Brief:
Starting at the line that contains "Analyze the provided image to locate every occurrence of blue" and ending at the last line of the records, convert those lines into a JSON list of strings, one string per line, with blank lines left out.

---------- Record set

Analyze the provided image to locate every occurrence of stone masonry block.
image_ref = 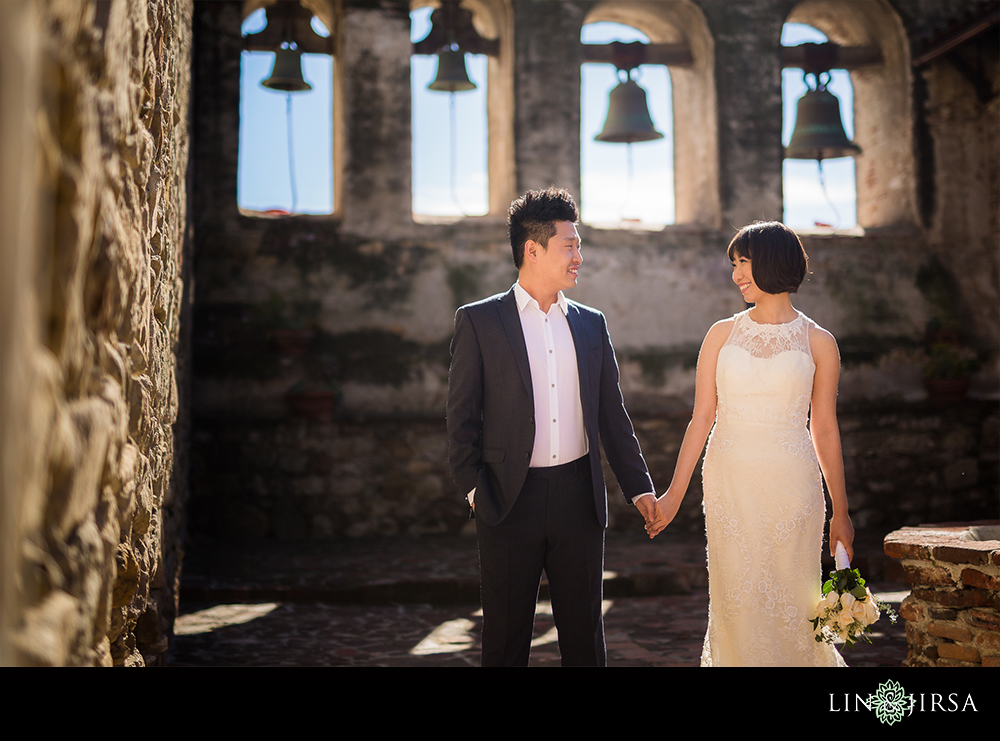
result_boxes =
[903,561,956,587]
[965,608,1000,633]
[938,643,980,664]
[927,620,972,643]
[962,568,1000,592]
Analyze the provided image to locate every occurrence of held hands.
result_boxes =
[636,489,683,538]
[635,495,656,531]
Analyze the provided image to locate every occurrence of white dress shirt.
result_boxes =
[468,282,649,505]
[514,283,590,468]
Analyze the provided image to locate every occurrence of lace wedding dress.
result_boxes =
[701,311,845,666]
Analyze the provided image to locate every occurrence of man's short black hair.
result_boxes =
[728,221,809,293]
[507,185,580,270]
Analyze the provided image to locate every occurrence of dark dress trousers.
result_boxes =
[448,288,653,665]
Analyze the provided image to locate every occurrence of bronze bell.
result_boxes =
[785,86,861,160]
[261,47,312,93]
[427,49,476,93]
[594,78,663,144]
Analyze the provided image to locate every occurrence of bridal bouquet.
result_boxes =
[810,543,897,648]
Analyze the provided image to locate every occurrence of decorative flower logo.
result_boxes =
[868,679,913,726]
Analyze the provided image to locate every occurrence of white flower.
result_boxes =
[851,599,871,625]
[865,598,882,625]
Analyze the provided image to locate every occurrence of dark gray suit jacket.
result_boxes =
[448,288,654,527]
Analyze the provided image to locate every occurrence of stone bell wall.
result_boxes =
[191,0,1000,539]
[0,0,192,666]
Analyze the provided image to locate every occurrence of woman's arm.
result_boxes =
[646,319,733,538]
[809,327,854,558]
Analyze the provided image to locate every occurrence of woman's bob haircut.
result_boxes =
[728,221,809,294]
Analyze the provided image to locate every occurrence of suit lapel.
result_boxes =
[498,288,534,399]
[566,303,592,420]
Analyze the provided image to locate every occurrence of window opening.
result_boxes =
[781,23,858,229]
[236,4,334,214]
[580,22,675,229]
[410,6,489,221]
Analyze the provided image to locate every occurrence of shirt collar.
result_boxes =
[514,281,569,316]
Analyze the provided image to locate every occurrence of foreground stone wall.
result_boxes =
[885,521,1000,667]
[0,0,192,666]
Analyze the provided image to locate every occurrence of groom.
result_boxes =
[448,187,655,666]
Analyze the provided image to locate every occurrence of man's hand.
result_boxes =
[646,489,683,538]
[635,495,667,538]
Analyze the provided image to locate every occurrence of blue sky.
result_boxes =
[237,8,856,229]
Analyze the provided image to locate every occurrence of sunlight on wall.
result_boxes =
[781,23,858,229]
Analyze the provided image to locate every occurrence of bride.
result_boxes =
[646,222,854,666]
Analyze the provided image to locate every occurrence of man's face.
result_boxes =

--------------------

Written reply:
[
  "Analyze the provided image to locate every occurrence of blue sky.",
  "result_boxes =",
  "[237,8,856,229]",
  "Analyze the provided image to locate every occurrence of sunlight on wall.",
  "result_boxes =",
  "[781,23,858,229]",
  "Analyze the provided image to locate every occurrence of bride.",
  "result_boxes =",
  "[646,222,854,666]",
  "Analyze the provided image to locate every occurrence of man's face.",
  "result_boxes ="
]